WORK TO COMPLETE >> Could you arrange the lines below, from the line containing "Detection annotation — mark the woman's eye with" through the end of the records, as a JSON list of strings with one string per line and no blank lines?

GIVEN ENTRIES >>

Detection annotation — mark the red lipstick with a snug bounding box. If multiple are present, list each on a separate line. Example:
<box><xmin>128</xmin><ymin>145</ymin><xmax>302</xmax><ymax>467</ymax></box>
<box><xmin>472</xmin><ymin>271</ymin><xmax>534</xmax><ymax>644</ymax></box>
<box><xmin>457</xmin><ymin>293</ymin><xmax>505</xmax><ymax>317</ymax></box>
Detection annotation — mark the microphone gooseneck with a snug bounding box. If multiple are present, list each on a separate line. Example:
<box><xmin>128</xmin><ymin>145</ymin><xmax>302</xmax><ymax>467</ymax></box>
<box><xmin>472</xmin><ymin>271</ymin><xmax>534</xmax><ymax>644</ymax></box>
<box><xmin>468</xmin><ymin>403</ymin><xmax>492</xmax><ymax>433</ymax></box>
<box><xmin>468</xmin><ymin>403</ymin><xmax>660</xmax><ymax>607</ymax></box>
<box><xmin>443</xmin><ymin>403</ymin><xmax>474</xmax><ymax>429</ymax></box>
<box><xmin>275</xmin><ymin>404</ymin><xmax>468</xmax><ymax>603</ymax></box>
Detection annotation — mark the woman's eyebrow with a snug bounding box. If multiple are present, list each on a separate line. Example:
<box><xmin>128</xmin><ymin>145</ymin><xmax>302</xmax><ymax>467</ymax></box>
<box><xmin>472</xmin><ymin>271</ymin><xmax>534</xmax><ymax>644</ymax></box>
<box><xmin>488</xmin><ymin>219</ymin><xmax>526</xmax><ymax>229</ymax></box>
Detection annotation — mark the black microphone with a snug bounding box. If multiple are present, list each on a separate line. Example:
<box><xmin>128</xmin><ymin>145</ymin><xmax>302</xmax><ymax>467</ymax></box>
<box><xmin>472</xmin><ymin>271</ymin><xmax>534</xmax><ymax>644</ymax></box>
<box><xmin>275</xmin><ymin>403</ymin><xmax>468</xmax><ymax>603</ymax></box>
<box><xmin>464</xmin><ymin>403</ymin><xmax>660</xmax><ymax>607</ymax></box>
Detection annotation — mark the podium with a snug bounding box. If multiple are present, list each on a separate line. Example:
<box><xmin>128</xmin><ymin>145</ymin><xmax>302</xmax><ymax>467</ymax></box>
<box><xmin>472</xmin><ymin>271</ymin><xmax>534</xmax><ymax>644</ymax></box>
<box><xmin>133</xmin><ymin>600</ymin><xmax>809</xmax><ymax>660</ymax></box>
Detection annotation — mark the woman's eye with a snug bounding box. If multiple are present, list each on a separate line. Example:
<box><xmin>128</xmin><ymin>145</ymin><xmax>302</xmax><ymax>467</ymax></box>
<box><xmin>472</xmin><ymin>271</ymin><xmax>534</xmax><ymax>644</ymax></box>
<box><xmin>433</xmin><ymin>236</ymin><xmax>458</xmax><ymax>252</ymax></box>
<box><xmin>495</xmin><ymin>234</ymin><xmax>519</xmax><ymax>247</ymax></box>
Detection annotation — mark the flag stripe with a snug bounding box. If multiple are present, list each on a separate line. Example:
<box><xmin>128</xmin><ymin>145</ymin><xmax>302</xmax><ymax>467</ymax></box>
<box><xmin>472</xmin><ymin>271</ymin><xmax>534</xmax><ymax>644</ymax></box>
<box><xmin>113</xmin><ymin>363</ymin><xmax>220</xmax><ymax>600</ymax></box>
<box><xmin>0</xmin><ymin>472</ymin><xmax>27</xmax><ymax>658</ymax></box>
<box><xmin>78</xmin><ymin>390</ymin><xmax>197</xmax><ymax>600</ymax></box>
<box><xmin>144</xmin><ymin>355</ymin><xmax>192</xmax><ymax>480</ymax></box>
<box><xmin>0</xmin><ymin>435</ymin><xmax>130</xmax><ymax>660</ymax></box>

THE RESPONSE >>
[
  "Detection annotation — mark the woman's eye with a snug bounding box. If multiple are present, list each on a separate line. Example:",
  "<box><xmin>128</xmin><ymin>145</ymin><xmax>302</xmax><ymax>467</ymax></box>",
  "<box><xmin>472</xmin><ymin>271</ymin><xmax>534</xmax><ymax>644</ymax></box>",
  "<box><xmin>433</xmin><ymin>236</ymin><xmax>458</xmax><ymax>252</ymax></box>",
  "<box><xmin>495</xmin><ymin>234</ymin><xmax>519</xmax><ymax>247</ymax></box>",
  "Detection annotation — mark the flag stripe with a snug bounding box. If multiple are present, list each on a separate line. Example:",
  "<box><xmin>128</xmin><ymin>145</ymin><xmax>302</xmax><ymax>467</ymax></box>",
  "<box><xmin>472</xmin><ymin>271</ymin><xmax>534</xmax><ymax>644</ymax></box>",
  "<box><xmin>113</xmin><ymin>363</ymin><xmax>220</xmax><ymax>600</ymax></box>",
  "<box><xmin>0</xmin><ymin>472</ymin><xmax>27</xmax><ymax>658</ymax></box>",
  "<box><xmin>78</xmin><ymin>390</ymin><xmax>197</xmax><ymax>600</ymax></box>",
  "<box><xmin>144</xmin><ymin>355</ymin><xmax>192</xmax><ymax>480</ymax></box>",
  "<box><xmin>0</xmin><ymin>435</ymin><xmax>130</xmax><ymax>660</ymax></box>"
]